▶ _Given passage_
______________________________

Here, Comparator is contravariant because it consumes values of type T. A comparator that can compare a type Any can also compare String.

Scala: Invariance Example

class InvariantContainer[T](val value: T)

val container1: InvariantContainer[String] = new InvariantContainer("hello")
// val container2: InvariantContainer[Any] = container1  // This is NOT allowed due to invariance

By default, Scala’s generic types are invariant, meaning Container[Animal] and Container[Cat] are unrelated unless explicitly annotated.

Erasure

Java has been around a long time - it wasn’t until Java 5 in 2004 that generics were added. Java has strong guarantees of backwards compatibility, requiring that the new generic code needed to work with older non-generic code. For this to work during compilation, the Java compiler removes (erases) the type information associated with generics. Generic type parameters are replaced with their bounds (usually Object if no bound is specified). So, a List<String> becomes just List at runtime. As a consequence you can’t check the specific type of a generic object at runtime (e.g. instanceof List<String>)

Scala on the other hand was designed with generics in mind from the start, so it didn’t have the same backward compatibility constraints. This allowed the language designers to take a different approach to erasure. Scala does use erasure, but it’s more nuanced. Some type information is retained at runtime, especially for things like method signatures and when dealing with traits. Scala also has a concept of Type Tags that can be used to explicitly carry type information to the runtime when needed. This allows you to work around some of the limitations of erasure.

Phantom Types

A phantom type parameter is a type parameter that is declared in a class or interface definition but not actually used in the implementation’s fields or method signatures.

It doesn’t affect the runtime behaviour of the class, but it can be used by the type system to enforce constraints or provide additional type information at compile time.

Phantom types can be used to achieve a form of “simulated” variance. Even if a language primarily uses declaration-site variance, a phantom type parameter can be used to make an otherwise invariant type parameter behave in a covariant or contravariant manner in certain situations without compromising type safety.

How Phantom Types Work in Java

In Java, you can create a “phantom type” by:

Declaring a type parameter in a generic class or interface.
Not using that type parameter anywhere in the fields or method signatures (except maybe in the return type of factory methods).

Essentially, the type parameter is “present” in the type signature but has no effect on the runtime representation or behaviour of the class. It only exists to provide extra information to the compiler at compile time.

______________________________

▶ _Stated problem 1_
List every section heading that appears in the passage on generics.

______________________________

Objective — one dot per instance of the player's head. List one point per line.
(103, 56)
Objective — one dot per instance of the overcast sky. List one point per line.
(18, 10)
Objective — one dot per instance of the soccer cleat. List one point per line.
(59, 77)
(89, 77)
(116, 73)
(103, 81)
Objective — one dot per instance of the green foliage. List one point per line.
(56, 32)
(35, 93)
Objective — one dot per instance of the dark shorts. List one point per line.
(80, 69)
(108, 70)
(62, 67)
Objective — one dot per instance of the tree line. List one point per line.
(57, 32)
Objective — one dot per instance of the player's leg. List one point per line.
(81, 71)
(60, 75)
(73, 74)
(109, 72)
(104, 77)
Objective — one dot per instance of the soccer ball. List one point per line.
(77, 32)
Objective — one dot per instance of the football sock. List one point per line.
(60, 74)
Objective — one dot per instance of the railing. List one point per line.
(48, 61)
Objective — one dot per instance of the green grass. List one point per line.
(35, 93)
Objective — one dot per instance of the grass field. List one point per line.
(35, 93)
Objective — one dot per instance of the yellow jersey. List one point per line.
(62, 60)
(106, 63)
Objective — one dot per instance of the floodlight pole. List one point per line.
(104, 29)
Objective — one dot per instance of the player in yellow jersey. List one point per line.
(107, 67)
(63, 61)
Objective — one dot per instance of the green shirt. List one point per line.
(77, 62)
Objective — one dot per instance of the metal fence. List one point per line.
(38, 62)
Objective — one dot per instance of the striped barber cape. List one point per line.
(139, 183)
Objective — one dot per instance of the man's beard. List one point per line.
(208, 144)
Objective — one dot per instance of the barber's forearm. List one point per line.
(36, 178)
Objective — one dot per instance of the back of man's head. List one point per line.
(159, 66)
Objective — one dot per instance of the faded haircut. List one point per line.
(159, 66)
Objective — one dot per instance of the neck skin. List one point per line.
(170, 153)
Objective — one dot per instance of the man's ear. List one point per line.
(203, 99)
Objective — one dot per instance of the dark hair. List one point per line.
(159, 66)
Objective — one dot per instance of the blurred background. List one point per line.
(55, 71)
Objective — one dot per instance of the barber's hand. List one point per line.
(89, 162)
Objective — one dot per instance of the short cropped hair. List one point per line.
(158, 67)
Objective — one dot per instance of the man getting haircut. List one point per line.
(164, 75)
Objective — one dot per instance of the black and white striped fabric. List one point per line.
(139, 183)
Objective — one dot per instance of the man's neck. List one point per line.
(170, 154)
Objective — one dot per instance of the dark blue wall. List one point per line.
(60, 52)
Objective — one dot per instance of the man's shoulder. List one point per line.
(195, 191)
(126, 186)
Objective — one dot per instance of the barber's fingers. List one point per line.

______________________________

▶ _Stated problem 2_
Count the lines of the entries that contain the word "dark", with case counting, and reply with the number alone.

▶ _Answer 1_
Scala: Invariance Example
Erasure
Phantom Types
How Phantom Types Work in Java

▶ _Answer 2_
3